THE TASK
Repeat the records below exactly as they appear.

(MATERIAL FOR THE TASK begins)

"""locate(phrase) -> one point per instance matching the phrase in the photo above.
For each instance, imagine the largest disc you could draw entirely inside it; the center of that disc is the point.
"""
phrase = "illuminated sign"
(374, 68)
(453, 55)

(MATERIAL FOR THE TASK ends)

PROBLEM SOLUTION
"""locate(phrase) -> one point per instance matching the phrase in the photo above.
For each instance, imagine the largest disc you could draw entirely inside it; the center of that disc is the point.
"""
phrase = "illuminated sign"
(374, 68)
(453, 55)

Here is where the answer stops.